**SUPPLIED RECORDS**
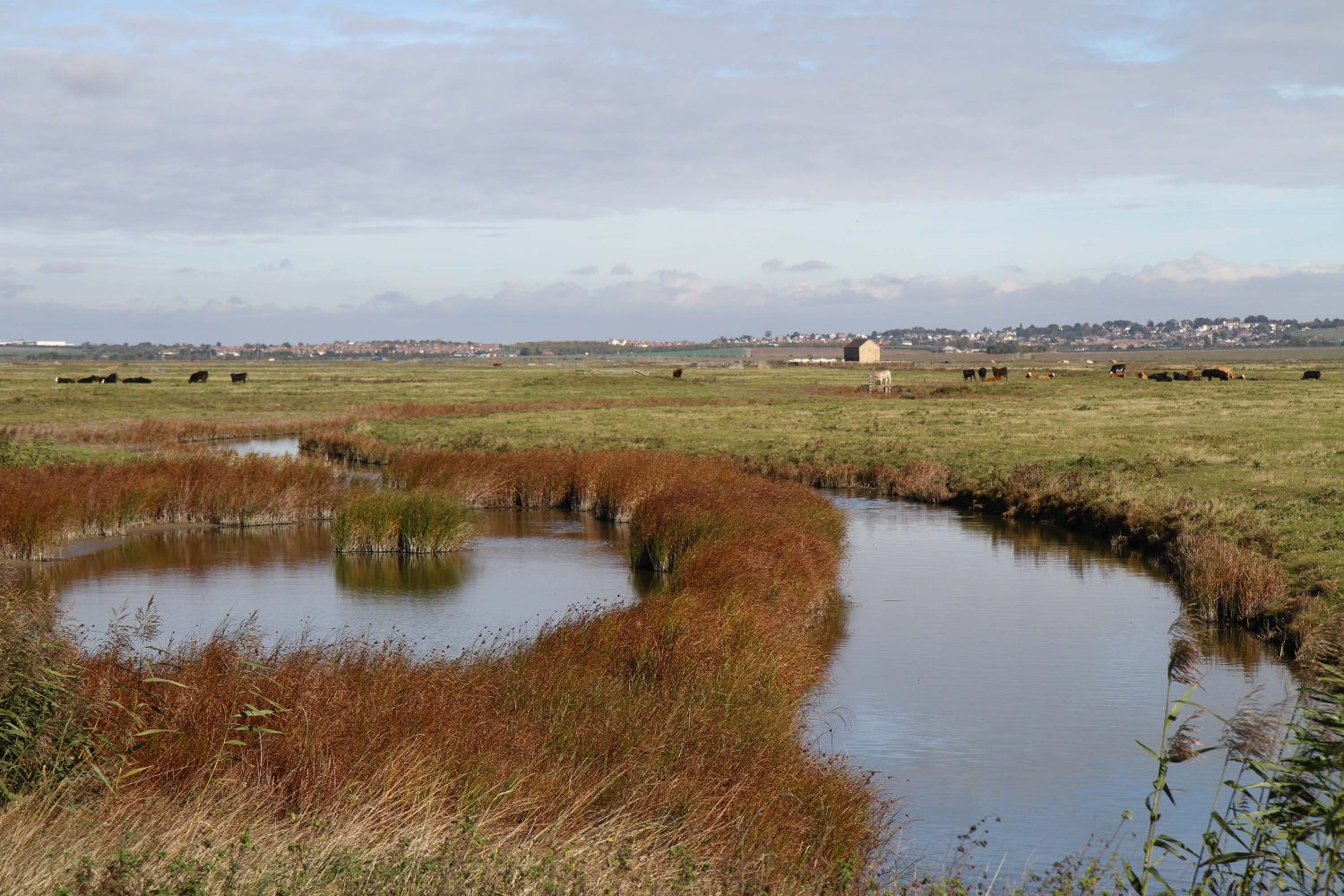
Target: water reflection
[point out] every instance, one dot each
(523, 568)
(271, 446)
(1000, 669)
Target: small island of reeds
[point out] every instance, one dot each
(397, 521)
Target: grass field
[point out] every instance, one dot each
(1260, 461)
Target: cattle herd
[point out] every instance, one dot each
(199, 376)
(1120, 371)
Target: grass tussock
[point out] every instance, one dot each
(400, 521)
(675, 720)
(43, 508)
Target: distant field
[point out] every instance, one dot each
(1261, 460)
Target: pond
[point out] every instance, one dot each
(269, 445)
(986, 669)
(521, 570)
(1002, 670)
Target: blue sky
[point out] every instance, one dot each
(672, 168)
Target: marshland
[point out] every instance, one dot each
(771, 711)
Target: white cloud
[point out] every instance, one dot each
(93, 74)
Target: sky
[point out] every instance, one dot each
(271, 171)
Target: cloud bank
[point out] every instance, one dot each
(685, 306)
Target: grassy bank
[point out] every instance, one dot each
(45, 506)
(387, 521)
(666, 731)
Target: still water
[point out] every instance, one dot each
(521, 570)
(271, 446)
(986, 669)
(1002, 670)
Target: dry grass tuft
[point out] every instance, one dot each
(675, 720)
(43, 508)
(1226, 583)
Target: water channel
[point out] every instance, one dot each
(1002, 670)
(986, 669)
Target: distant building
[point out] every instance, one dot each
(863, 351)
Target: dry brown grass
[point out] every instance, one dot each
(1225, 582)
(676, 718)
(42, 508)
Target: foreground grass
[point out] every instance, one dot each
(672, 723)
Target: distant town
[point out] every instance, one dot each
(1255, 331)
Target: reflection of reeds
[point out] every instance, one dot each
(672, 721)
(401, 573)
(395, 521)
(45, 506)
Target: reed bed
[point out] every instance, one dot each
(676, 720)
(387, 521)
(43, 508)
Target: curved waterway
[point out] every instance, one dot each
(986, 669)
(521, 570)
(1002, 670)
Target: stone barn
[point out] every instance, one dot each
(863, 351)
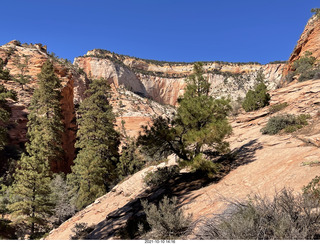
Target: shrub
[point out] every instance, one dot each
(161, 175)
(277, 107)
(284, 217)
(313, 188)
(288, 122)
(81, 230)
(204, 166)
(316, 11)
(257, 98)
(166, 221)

**EXERCISE AIM**
Write out each line of the data exactly; the images should be left out.

**SOLUTION FOR THIS PROBLEM**
Target: water reflection
[point out] every instance, one dot each
(523, 568)
(271, 446)
(1000, 669)
Target: small island of reeds
[point out] every instance, one dot each
(397, 521)
Target: grass field
[point out] every instance, one dot each
(1260, 461)
Target: cattle herd
[point out] every instance, one dot each
(199, 376)
(1120, 371)
Target: grass tussock
[point out] every instance, one dot each
(400, 521)
(675, 720)
(43, 508)
Target: distant field
[point out] every instance, one dot each
(1261, 460)
Target: pond
[point out] every instance, one dot each
(269, 445)
(986, 669)
(521, 570)
(1002, 670)
Target: blue sky
[point out] every instance, one dot each
(672, 168)
Target: marshland
[point out] every instance, one dot each
(771, 711)
Target: white cloud
[point out] every instance, one dot each
(93, 74)
Target: sky
[point out] every instance, one dot each
(271, 171)
Target: cloud bank
[point out] every instance, one dot each
(685, 306)
Target: grassy bank
[point out] every instance, one dot each
(45, 506)
(387, 521)
(666, 731)
Target: still water
[point out] every instance, one dot each
(521, 570)
(271, 446)
(986, 669)
(1002, 670)
Target: dry grass tuft
[point out] every instance, one dot each
(675, 720)
(43, 508)
(1226, 583)
Target: water channel
[point out] every instance, one dot each
(1002, 670)
(986, 669)
Target: distant building
[point out] every instance, one dot each
(863, 351)
Target: dry brown grass
[point out] every instance, one dot each
(1225, 582)
(676, 718)
(42, 508)
Target: foreground grass
[point out] every instance, one dot each
(672, 723)
Target: distant town
[point out] every instance, one dot each
(1255, 331)
Target: reflection of reeds
[point out] every instance, one dot each
(672, 721)
(401, 573)
(395, 521)
(45, 506)
Target: reed bed
[point out] every instance, one dot each
(676, 720)
(387, 521)
(43, 508)
Target: curved waterway
[point out] every instance, one dot each
(986, 669)
(521, 570)
(1002, 670)
Target: stone barn
[point out] every instance, one dot each
(863, 351)
Target: shrub
[point out] every instance, one dot each
(161, 175)
(277, 107)
(284, 217)
(313, 188)
(288, 122)
(81, 230)
(204, 166)
(316, 11)
(257, 98)
(166, 221)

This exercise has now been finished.